Copy every item below word for word, but leave the pictures out of your copy.

(GIVEN INFORMATION)
— BEGIN —
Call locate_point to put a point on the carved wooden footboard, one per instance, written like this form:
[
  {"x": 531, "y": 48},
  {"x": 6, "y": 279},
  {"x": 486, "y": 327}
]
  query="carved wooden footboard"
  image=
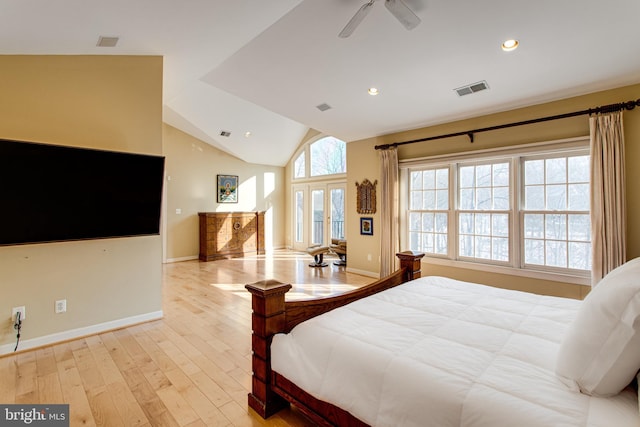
[{"x": 271, "y": 315}]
— END —
(REPLY TO THE EXERCISE)
Call locate_point to put a point on the carved wooden footboard, one per instance, written like this form:
[
  {"x": 531, "y": 48},
  {"x": 6, "y": 279},
  {"x": 486, "y": 327}
]
  query="carved wooden footboard"
  image=
[{"x": 271, "y": 315}]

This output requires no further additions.